Record set >>
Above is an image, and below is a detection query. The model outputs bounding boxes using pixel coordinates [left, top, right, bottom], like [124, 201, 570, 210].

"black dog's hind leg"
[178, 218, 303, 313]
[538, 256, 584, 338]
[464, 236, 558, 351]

What this task involves >> Format the records above as a JSON list of strings, one string per line, and leave out the blank lines.

Solution to the exercise >>
[
  "Above is an image, and below is a detection query. The model outputs bounding boxes using pixel coordinates [left, top, right, bottom], like [124, 201, 570, 210].",
  "\"black dog's hind leg\"",
  "[178, 218, 303, 313]",
  "[538, 256, 584, 338]",
  "[464, 236, 558, 351]"
]